▶ [Text section]:

○ ○ ○ ○

Y Combinator here I come – update - thatusertwo
http://new.novelog.com/my-first-story/y-combinator-here-i-come-update

======
strlen
Hi, here are a few bits of advice based on your current and previous posts.

First, please make sure to proof read your posts and find a few folks who are
willing to help you do so: ability to write well counts a great deal (
_especially_ if you're serious about running a business). Good news is that
you already enjoy writing and thus you are far more likely to invest in
deliberate practice.

Second, I think you drew the wrong conclusions in your previous post. Big
companies are rather predictable: you have (with some margin of error) a
fairly good idea of what the culture, environment, et al are going to be like
when you decide to join one. Startups, on the other hand, vary greatly from
one to another: you're more likely to have a horrible experience, but you're
also more likely to have an amazing experience. You've had an unpleasant
experience at one startup, but it doesn't logically follow that your only
option is to start your own company: there are plenty of companies that are
actually great to work for.

○ ○ ○ ○

▶ [Information supplied]:
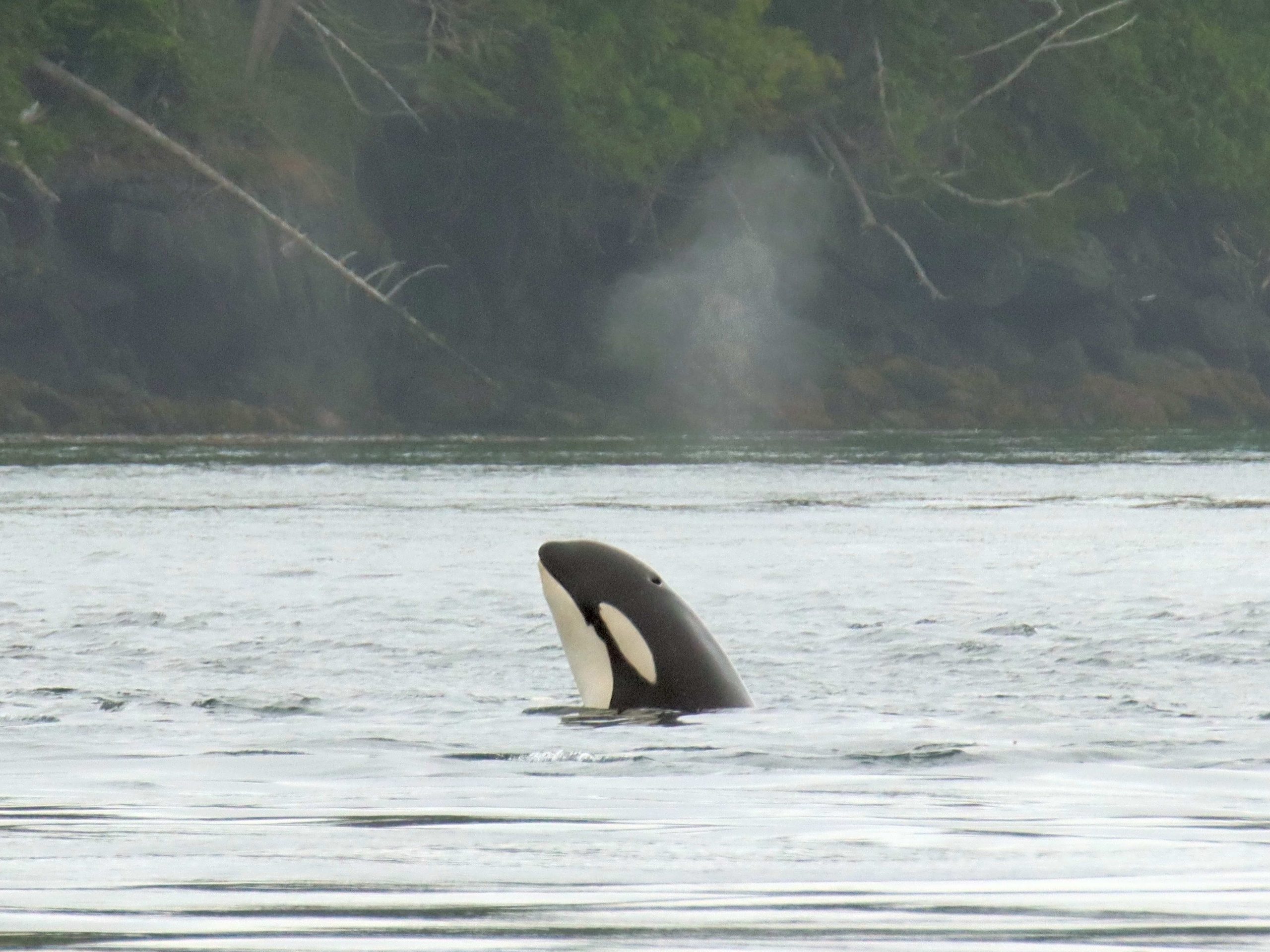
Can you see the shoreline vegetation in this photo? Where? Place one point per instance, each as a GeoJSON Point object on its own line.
{"type": "Point", "coordinates": [582, 216]}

○ ○ ○ ○

▶ [To-do list]:
a. Copy the startup advice reply starting at "Y Combinator here" and ending at "deliberate practice.", switching "deliberate practice" to "regular practice".
b. Pick up the startup advice reply at the point where it stops and keep writing it.
The material stands on its own and is separate from the startup advice reply.

▶ [Answers by task]:
a.
Y Combinator here I come – update - thatusertwo
http://new.novelog.com/my-first-story/y-combinator-here-i-come-update

======
strlen
Hi, here are a few bits of advice based on your current and previous posts.

First, please make sure to proof read your posts and find a few folks who are
willing to help you do so: ability to write well counts a great deal (
_especially_ if you're serious about running a business). Good news is that
you already enjoy writing and thus you are far more likely to invest in
regular practice.

b.
To be honest, I don't think this is the right time for you to do a startup:
looking at your previous posts and comments on this site, it sounds like you
need to build your technical skill-set (looks like the last company you've
worked for didn't even use source control!), confidence, and a network of like
minded people. If somebody asks you "why would I want to move to Silicon
Valley to start a company if I already have a great job?", they have a very
different set of values from somebody you'd want as a founder. Great engineers
(or product managers, designers, and so on) always have many options available
to them _besides_ starting their own company: it's a matter of choice and not
a last resort.

Spend some time improving your online presence: at the least fix the
gramatical errors (e.g., its/it's and build/built), build a few web or mobile
applications (assuming that's what you're interested in), put up a few
projects on GitHub/Bitbucket (but have a few strong programmers review them
before making the repositories public). This will make it easier for you to
show people (potential co-founders, clients, customers, employers, coworkers,
or just like-like minded folks) that you're serious and have potential.

Essentially I feel you're running _from_ something (in this case a job you
didn't enjoy and the experience of being laid off). Instead, put yourself into
a situation where a startup is something you run _to_.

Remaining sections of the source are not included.